The impact of environmental regulations and digital empowerment on agri-food supply chains under stochastic market demand conditions

Zheng Wen ^1,2,
Ming Mo ^{1
,
,}

1.
College of Business, Hunan Agricultural University, Changsha 410128, China
2.
Modern Post College, Hunan Post and Telecommunication College, Changsha 410015, China

Received: 21 July 2025 Revised: 12 September 2025 Accepted: 15 September 2025 Published: 30 September 2025
MSC : 91A22, 91A80, 65C99, 90B06

The green transformation of agri-food supply chains is vital for reducing environmental burdens and ensuring food safety. However, research lacks a comprehensive understanding of how environmental regulations and digital technologies synergistically drive this transformation under market uncertainties and stakeholder behavioral complexities. This research gap limits the development of effective policies and strategies for sustainable agricultural development. To address this gap, we adopted an integrated perspective of environmental regulation and digital empowerment to construct a tripartite evolutionary game model involving farmers, wholesalers, and government. Based on evolutionary game theory and stochastic differential equations, we analyzed how strategies evolve and reach equilibrium under the combined influence of policy interventions, market dynamics, and technological adoption. Through sensitivity analysis of key parameters, the results revealed that green production costs, digital technology costs, market premiums, and regulatory intensity significantly determine the system's evolutionary trajectory. The initial strategy distribution affects convergence speed, while market volatility and bounded rationality may cause fluctuations or destabilization. This research advances theoretical understanding of sustainable transformation mechanisms in agri-food supply chains and provides practical insights for developing resilient green supply systems and targeted agricultural policies.
⁂
The tasks:
a – According to the agri-food supply chain abstract, which three parties are in the game model the authors built?
b – Count the lines of the records that contain the word "brown", and reply with the number alone.
The records are unrelated to the abstract.
⁂
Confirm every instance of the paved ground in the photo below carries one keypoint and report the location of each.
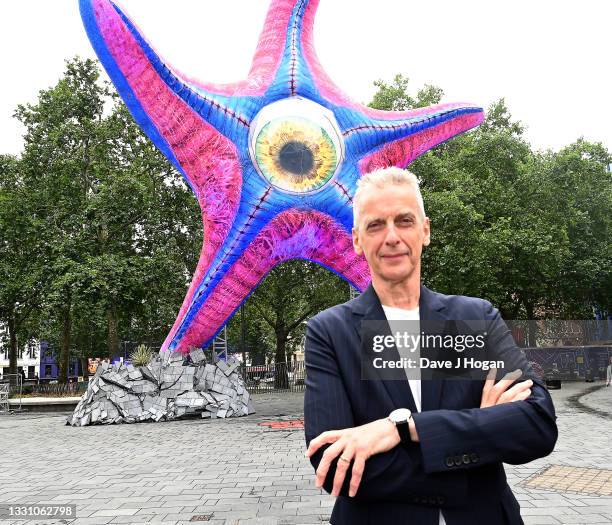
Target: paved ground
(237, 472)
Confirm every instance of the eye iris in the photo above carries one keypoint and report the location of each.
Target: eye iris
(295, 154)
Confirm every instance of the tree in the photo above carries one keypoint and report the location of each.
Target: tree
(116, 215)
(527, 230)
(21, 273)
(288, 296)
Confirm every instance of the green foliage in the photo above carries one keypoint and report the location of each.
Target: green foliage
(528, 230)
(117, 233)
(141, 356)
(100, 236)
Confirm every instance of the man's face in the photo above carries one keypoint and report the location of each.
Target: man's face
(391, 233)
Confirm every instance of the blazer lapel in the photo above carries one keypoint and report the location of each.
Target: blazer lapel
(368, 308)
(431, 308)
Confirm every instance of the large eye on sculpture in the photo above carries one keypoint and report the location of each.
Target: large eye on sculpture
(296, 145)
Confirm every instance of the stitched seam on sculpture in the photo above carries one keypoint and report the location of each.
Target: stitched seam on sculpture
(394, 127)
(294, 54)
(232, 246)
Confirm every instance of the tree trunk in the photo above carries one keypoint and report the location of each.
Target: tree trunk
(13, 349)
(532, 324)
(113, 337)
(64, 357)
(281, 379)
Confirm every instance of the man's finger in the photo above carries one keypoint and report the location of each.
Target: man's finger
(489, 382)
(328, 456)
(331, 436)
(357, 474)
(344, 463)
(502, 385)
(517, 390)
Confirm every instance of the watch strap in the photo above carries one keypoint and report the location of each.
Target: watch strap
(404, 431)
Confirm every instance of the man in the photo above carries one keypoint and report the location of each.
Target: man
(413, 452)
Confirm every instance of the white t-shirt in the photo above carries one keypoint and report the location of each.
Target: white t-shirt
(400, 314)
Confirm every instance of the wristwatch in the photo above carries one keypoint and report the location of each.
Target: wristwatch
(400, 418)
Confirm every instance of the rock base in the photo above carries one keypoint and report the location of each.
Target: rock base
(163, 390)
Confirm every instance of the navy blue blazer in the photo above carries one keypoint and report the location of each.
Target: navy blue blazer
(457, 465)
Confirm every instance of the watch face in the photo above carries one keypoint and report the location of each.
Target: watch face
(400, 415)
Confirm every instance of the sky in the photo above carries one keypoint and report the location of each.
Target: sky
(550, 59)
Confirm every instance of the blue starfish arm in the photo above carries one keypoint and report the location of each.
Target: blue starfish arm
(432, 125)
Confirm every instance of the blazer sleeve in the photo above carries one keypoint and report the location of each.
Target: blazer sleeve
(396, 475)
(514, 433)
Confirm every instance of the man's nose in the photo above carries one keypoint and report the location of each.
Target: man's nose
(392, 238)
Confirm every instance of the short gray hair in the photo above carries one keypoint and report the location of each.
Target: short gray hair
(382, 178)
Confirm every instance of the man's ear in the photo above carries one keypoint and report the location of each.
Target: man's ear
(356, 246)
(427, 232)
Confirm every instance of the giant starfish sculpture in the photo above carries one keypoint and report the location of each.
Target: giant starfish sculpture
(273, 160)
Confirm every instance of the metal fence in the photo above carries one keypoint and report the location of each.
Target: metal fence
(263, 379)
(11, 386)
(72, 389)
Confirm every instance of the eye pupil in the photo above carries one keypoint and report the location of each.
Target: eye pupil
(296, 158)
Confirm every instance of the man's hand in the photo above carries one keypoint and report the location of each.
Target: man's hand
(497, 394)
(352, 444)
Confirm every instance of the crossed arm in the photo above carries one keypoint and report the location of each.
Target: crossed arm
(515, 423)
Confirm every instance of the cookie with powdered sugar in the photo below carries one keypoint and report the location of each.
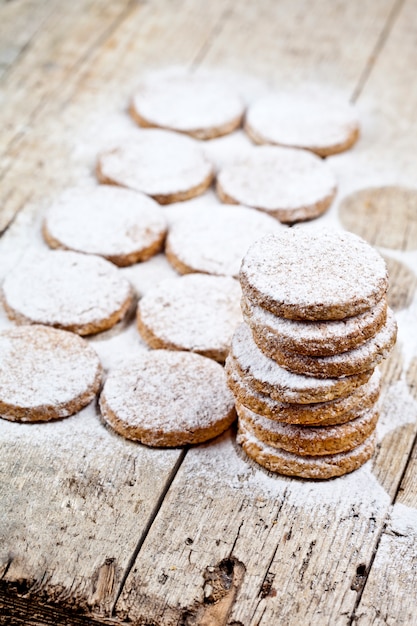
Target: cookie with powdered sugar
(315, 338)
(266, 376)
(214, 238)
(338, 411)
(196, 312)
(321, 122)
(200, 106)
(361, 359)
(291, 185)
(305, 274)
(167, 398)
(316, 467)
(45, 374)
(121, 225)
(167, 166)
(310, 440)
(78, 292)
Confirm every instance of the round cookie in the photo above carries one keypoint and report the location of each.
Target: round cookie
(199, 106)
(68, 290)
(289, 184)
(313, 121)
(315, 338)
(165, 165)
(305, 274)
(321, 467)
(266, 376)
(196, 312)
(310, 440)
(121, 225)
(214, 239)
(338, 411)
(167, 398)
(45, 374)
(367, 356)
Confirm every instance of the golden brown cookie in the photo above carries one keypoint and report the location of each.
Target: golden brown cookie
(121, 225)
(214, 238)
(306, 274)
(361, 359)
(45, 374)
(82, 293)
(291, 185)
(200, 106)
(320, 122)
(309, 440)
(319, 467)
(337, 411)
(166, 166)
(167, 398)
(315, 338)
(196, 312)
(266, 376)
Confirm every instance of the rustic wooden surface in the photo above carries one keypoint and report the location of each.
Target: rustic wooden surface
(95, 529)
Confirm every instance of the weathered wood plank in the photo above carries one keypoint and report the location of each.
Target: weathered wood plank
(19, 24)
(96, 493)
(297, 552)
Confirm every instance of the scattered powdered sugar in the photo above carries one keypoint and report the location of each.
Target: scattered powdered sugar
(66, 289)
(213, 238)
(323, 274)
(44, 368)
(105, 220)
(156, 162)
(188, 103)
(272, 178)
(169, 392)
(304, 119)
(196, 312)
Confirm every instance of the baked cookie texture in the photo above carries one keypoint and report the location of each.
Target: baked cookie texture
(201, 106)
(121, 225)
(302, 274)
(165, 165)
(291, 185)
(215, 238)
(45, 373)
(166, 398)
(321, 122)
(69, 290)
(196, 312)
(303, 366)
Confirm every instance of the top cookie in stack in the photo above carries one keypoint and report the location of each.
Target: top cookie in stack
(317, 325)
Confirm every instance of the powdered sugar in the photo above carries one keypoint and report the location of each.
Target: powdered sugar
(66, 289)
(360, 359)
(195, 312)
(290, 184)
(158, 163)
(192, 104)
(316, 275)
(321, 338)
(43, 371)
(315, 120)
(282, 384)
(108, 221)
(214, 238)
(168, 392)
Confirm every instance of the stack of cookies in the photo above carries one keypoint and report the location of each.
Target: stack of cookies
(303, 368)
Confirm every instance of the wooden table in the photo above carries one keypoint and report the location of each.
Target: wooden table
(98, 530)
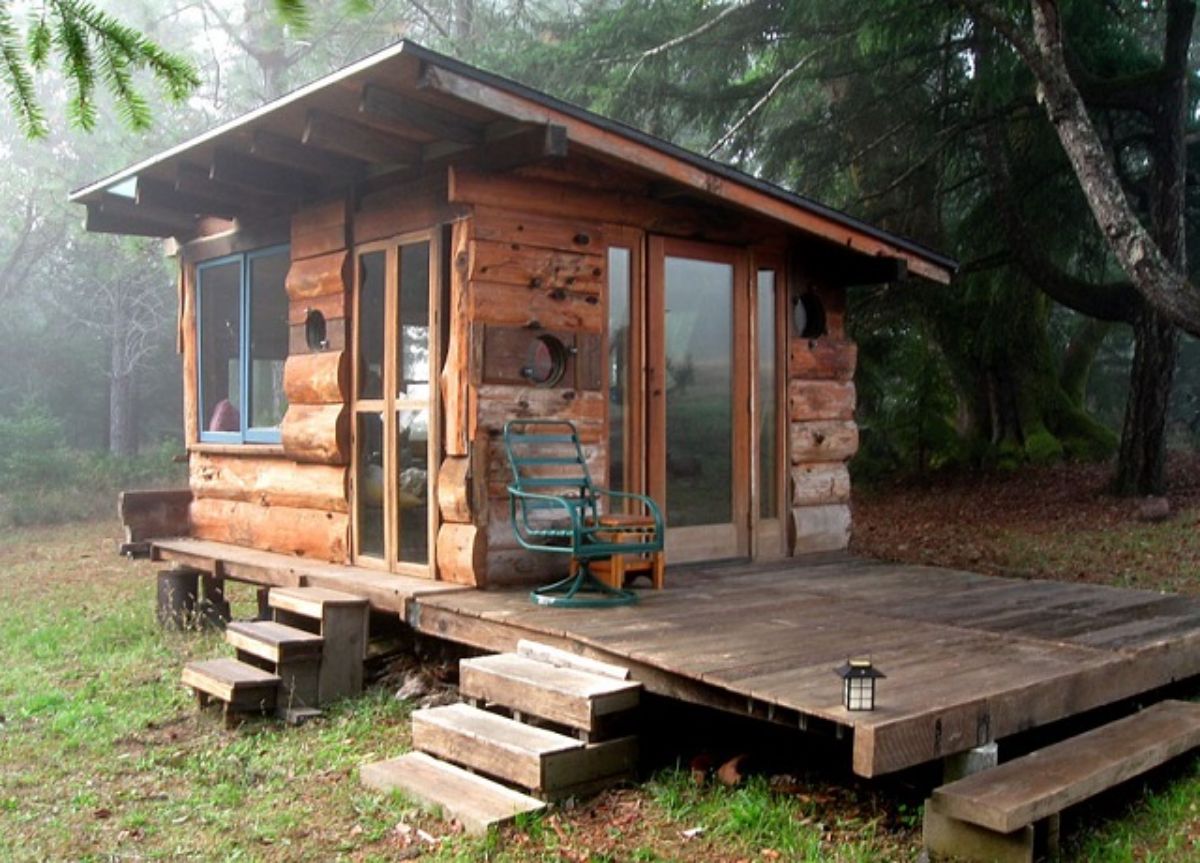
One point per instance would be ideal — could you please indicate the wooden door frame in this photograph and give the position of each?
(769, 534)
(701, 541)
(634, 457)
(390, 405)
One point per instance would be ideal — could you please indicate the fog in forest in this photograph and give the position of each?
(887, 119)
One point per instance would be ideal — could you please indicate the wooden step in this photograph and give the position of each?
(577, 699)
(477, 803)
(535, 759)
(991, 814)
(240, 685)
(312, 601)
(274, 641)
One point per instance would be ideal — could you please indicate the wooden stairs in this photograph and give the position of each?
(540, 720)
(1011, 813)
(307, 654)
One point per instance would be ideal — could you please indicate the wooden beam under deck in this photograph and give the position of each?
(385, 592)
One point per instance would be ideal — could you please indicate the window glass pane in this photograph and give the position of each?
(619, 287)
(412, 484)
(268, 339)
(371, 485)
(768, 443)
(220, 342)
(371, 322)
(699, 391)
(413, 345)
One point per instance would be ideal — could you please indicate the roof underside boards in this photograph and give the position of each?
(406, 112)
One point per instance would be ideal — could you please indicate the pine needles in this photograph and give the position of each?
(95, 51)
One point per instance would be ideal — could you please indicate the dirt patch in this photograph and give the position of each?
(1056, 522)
⁂
Results for the exercise:
a – Farmers, wholesalers, and government.

b – 2